Page excerpt:

....................

January 31st, 2005
|11:56 pm - B-Fest: The ultimate test of endurance|
Back from B-Fest! What a weekend!
evil_jim picked me up, and we headed first to campus to pick up his friend Sarah from Anime Club, then to pick up Thea and another Sarah, also from Anime Club (but not the same as the first Sarah from Anime Club). We made good time on the drive down and made it into Chicago around noon. Lunch at Mitsuwa, and then off to the campus of Northwestern University (so actually, we didn't actually go toChicago, but we were in that general area). We were pretty early, but pretty early turned out to be necessary to get seats.
assault movies started at 6:00, and didn't let up for 24 hours. The theater was like any theater, in that the seats were uncomfortable and too close together (which I guess falls under the heading of uncomfortable). I took a bathroom break after almost every movie, not because I had to but because I needed to move around. That part wasn't cool, but when I wasn't gaping in disgust the rest of the film festival was enjoyable. I think. It's hard to tell when the movies are that bad whether I'm actually enjoying them or whether my IQ is dropping.
24 hours is a long time to sit, and that 24 was preceeded by another 12 hours of being awake. Most of us were cranky and I was ready to crash, but first we went out for pizza and then to Sarah's (the one who wasn't the first one) friend Tim's apartment in Naperville. That is where I eventually lost consciousness. I'm told that (for once) I managed not to say anything embarrassing in my sleep ("mmmbfwlmmf... your ears are so pointy.... lbbsmkwwfmmmbmmmfff."). Up again twelve hours later, we had lunch at a Grandma Sally's Restaurant where the back wall sports a mural which attempts to combine the styles of Norman Rockwell and M.C. Escher. If you've ever wondered what the city of R'lyeh looks like, Grandma Sally's is worth the stop.

....................

Given exercise A: For each statement about the B-Fest post, say whether it agrees with the post: (i) The movies began at 6:00 and ran for 24 hours. (ii) The group ate lunch at Mitsuwa before heading to Northwestern University. (iii) The narrator slept at Tim's apartment in Chicago. Answer each with yes or no and quote the words of the post that decide it.
The B-Fest post and the rows that come after it are separate, unrelated material.

Stored data entries
....................

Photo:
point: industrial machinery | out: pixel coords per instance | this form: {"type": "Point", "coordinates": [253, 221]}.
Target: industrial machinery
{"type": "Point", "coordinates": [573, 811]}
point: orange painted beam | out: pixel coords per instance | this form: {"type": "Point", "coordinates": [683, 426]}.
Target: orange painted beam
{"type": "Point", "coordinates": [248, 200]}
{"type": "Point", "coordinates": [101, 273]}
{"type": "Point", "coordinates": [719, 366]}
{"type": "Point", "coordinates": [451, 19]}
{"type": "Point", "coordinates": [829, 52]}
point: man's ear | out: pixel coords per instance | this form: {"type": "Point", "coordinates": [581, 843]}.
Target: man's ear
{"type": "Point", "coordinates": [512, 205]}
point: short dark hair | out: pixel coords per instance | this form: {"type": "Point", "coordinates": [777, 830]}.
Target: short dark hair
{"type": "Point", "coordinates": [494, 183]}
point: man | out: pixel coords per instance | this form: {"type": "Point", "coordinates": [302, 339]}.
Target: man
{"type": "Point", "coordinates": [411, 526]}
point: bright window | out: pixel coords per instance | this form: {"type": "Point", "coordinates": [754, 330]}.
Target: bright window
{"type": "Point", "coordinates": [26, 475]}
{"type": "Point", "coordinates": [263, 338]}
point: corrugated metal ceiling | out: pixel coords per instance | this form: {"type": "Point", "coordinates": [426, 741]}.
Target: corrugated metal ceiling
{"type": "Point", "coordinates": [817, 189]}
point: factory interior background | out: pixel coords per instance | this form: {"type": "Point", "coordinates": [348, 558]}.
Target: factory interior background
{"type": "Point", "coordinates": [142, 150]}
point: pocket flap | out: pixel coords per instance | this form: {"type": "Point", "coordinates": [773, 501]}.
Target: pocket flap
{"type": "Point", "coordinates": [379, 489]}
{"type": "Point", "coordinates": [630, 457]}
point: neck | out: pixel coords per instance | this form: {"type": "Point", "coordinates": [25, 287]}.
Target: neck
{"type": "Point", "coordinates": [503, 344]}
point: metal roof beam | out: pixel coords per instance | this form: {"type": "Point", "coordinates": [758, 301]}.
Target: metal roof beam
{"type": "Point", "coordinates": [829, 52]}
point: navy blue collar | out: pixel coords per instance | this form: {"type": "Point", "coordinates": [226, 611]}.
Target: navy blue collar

....................

Given exercise B: Find every line of the rows that contains the string "background", and copy each one. Case counts.

Correct answer A:
(i) Yes: "started at 6:00, and didn't let up for 24 hours"
(ii) Yes: "Lunch at Mitsuwa, and then off to the campus of Northwestern University"
(iii) No: "Tim's apartment in Naperville"

Correct answer B:
point: factory interior background | out: pixel coords per instance | this form: {"type": "Point", "coordinates": [348, 558]}.
Target: factory interior background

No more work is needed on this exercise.